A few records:
┄┄┄┄┄┄┄┄┄┄┄┄┄┄┄┄┄┄┄┄

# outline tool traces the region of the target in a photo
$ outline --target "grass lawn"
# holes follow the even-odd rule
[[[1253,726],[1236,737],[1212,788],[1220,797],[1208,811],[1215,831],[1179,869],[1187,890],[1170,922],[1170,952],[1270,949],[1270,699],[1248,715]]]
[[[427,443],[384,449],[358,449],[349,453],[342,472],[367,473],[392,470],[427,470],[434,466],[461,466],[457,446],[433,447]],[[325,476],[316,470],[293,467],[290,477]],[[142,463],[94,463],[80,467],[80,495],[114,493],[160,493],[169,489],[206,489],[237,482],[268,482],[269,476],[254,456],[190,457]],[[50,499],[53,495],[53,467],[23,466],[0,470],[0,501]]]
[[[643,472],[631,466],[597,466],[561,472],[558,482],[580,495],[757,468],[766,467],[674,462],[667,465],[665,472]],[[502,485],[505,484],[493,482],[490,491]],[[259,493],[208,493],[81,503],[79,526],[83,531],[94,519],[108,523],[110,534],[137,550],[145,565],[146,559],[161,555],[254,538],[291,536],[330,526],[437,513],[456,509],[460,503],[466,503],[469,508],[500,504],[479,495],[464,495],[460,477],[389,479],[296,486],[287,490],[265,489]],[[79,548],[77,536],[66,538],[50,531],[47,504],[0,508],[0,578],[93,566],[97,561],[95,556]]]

┄┄┄┄┄┄┄┄┄┄┄┄┄┄┄┄┄┄┄┄

> _Instructions for the task_:
Copy every line of the listing above, changing nothing.

> _Finished exercise_:
# outline tool traces the region of the target in a photo
$ outline --target "grass lawn"
# holes follow the even-odd rule
[[[1253,726],[1236,737],[1212,788],[1220,797],[1208,811],[1215,831],[1179,869],[1187,890],[1170,922],[1170,952],[1270,949],[1270,699],[1248,715]]]
[[[427,443],[384,449],[358,449],[349,453],[342,472],[367,473],[392,470],[427,470],[434,466],[461,466],[457,446],[433,447]],[[325,476],[316,470],[293,467],[290,477]],[[142,463],[94,463],[80,467],[80,495],[114,493],[160,493],[169,489],[206,489],[237,482],[268,482],[269,476],[254,456],[190,457]],[[50,499],[53,495],[53,467],[23,466],[0,470],[0,501]]]
[[[643,472],[631,466],[597,466],[561,472],[558,482],[580,495],[757,468],[766,467],[674,462],[667,465],[665,472]],[[502,485],[505,484],[493,482],[490,491]],[[259,493],[208,493],[81,503],[79,526],[83,531],[94,519],[108,523],[110,534],[137,550],[145,565],[146,559],[161,555],[254,538],[291,536],[330,526],[437,513],[456,509],[460,503],[466,503],[469,508],[500,504],[479,495],[464,495],[460,477],[389,479],[296,486],[287,490],[265,489]],[[79,548],[77,536],[66,538],[50,531],[47,504],[0,508],[0,578],[93,566],[97,561],[95,556]]]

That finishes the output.